Write out again only the lines running from the one that contains "Task: tag the bus windshield" to the end of the records below, including both the first and the last.
::::
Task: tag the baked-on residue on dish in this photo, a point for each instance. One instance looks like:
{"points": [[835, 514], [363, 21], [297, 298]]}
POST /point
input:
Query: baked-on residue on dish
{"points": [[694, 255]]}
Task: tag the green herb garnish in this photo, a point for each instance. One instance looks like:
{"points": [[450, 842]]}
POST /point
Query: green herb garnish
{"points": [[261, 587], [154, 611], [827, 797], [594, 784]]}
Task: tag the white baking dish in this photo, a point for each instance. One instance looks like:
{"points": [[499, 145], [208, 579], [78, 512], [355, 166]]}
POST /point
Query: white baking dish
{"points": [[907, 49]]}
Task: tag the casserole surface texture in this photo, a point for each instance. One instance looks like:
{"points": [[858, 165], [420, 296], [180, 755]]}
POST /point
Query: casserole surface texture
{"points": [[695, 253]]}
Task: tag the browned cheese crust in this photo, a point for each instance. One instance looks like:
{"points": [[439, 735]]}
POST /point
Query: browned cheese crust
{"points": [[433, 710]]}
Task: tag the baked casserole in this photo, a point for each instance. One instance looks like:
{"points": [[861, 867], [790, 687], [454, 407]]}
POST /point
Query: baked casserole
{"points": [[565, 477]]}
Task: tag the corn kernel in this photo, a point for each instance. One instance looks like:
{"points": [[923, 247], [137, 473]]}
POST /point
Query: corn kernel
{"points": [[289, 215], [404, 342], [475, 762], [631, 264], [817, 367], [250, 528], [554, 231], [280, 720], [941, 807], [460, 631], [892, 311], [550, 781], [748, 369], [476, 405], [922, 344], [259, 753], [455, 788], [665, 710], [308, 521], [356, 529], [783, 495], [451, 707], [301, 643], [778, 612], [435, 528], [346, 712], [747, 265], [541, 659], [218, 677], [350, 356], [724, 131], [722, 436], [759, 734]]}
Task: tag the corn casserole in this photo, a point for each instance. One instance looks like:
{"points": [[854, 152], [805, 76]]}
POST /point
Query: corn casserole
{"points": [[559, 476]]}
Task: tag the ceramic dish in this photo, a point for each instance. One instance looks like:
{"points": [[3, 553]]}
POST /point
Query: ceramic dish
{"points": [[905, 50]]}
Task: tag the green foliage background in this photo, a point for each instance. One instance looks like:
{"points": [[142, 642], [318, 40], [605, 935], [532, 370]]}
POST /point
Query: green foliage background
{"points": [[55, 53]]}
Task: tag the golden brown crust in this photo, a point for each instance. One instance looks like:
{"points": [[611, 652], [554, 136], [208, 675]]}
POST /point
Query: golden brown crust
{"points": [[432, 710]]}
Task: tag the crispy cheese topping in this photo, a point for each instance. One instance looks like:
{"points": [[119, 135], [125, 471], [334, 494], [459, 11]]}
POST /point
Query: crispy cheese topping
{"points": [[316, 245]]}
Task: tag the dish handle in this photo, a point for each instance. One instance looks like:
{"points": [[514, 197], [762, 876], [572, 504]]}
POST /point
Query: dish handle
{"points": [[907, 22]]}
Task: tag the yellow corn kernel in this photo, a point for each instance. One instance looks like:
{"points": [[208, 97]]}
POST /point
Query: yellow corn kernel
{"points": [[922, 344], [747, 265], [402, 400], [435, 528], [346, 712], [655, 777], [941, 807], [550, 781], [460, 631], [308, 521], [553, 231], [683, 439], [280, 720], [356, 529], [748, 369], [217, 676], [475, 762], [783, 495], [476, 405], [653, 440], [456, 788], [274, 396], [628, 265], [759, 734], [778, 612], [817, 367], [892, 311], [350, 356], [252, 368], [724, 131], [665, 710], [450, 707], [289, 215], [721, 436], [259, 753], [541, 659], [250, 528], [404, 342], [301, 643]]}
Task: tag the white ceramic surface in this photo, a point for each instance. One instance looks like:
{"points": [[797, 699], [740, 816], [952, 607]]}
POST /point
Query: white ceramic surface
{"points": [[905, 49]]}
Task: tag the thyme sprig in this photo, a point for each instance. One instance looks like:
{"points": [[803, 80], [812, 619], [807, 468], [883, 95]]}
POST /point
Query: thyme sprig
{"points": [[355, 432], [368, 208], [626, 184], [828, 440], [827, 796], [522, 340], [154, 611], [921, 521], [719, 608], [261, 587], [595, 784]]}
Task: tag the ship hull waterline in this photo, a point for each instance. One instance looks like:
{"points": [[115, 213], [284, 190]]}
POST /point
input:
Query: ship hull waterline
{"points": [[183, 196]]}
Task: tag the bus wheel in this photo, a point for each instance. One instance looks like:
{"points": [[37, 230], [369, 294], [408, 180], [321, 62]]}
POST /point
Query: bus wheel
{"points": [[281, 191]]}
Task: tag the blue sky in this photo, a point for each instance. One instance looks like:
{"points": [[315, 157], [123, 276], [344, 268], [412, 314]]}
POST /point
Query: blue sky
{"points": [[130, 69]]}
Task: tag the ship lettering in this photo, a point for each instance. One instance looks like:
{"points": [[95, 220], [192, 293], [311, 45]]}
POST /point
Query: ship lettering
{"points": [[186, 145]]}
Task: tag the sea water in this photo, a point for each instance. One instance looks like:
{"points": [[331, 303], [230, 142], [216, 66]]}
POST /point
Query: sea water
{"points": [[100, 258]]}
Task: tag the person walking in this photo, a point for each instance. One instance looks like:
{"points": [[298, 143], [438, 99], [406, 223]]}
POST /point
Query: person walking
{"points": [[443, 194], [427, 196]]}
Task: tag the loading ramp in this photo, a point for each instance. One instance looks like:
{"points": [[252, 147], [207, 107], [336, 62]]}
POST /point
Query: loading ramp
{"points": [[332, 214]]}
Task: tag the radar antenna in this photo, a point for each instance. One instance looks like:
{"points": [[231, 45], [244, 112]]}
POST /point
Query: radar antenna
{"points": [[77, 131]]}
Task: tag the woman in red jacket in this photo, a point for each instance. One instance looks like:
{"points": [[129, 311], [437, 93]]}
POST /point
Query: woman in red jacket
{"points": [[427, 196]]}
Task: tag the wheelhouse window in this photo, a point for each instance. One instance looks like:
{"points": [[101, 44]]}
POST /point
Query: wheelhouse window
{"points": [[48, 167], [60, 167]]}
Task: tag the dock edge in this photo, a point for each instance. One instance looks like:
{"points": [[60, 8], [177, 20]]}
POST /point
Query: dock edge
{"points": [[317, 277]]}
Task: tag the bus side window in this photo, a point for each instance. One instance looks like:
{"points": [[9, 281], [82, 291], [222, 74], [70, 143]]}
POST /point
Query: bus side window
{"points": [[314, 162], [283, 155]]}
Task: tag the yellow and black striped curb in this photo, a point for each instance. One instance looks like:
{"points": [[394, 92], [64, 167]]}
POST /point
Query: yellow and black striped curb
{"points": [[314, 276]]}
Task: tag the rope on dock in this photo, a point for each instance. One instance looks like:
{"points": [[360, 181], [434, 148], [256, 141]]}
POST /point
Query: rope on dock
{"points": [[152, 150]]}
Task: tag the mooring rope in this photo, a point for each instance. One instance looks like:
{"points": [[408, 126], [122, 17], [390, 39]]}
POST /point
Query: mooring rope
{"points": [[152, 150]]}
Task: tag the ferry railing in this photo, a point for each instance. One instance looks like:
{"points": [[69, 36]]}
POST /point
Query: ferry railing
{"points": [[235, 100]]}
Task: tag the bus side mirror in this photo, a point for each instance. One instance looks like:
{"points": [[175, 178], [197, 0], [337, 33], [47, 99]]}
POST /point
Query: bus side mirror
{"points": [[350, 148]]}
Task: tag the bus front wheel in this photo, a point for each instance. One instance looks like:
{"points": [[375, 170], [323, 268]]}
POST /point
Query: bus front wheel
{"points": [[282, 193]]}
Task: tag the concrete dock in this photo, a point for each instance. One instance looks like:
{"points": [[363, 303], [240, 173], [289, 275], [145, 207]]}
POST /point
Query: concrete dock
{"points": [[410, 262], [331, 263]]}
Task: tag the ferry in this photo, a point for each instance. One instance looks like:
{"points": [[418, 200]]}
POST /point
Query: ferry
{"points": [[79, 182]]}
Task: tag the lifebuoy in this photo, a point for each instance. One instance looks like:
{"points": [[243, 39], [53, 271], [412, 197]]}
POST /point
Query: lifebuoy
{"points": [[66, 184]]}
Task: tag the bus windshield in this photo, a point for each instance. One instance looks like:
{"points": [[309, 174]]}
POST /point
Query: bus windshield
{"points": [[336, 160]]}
::::
> _ANSWER SPACE_:
Task: tag the bus windshield in this photo, a point for each instance. One instance looks like:
{"points": [[309, 174]]}
POST /point
Query: bus windshield
{"points": [[336, 160]]}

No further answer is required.